The entries that follow need to be returned without any alteration.

◆ **The data**:
━━━━━━━━
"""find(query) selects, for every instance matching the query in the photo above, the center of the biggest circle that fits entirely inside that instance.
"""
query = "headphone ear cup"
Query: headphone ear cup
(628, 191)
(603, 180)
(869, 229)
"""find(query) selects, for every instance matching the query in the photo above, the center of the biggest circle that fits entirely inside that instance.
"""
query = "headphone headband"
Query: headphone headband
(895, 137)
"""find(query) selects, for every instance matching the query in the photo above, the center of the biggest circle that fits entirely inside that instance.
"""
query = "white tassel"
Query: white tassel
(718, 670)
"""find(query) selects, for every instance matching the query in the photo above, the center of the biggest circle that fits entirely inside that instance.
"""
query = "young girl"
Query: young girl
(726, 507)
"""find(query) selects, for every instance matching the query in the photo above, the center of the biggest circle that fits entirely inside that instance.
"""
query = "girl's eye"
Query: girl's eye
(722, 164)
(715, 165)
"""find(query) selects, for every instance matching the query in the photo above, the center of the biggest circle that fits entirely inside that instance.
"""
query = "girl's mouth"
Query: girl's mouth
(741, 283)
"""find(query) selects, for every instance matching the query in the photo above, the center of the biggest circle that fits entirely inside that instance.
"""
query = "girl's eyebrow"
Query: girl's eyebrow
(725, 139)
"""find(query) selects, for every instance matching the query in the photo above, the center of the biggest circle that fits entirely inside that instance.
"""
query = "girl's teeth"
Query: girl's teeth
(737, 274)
━━━━━━━━
◆ **Solution below**:
"""find(query) selects, for every instance matching the query in the photo above, the center of the biggest circle that fits entirely inside that instance.
"""
query = "headphone ear cup"
Query: headphone ear cup
(628, 191)
(603, 180)
(869, 229)
"""find(query) selects, for every instance matching the query in the photo above, the center of the biggest circle that fits entirely inside that instance.
"""
query = "headphone headband"
Query: headphone headband
(895, 137)
"""find(query) selects, for every instance matching the query in the photo above, the center of the biggest circle that fits entirely inside that instance.
"""
query = "white tassel"
Query: white tassel
(718, 670)
"""find(query) selects, for every instance matching the query in the photo above, the center of the biggest circle that fits entirely inside that instance.
"""
query = "young girl"
Query: young girl
(726, 507)
"""find(query) selects, for every instance matching the query in the photo above, the center of the biggest circle that fits entirely inside that instance.
"""
query = "girl's eye"
Query: girl's eye
(722, 164)
(715, 165)
"""find(query) selects, for every instance matching the query in the photo above, the center of the biggest circle that fits entirely inside that instance.
"""
query = "girl's mouth"
Query: girl's mouth
(741, 283)
"""find(query) selects, for every instance matching the query in the photo above, the center of the biggest circle that fits entirely inside that instance.
"""
query = "girl's eyebrow"
Query: girl's eyebrow
(725, 139)
"""find(query) selects, for every instance matching the query in the photo above, the center of the biggest circle that fits entirely inside that instance.
"""
query = "girl's teeth"
Query: girl's teeth
(737, 274)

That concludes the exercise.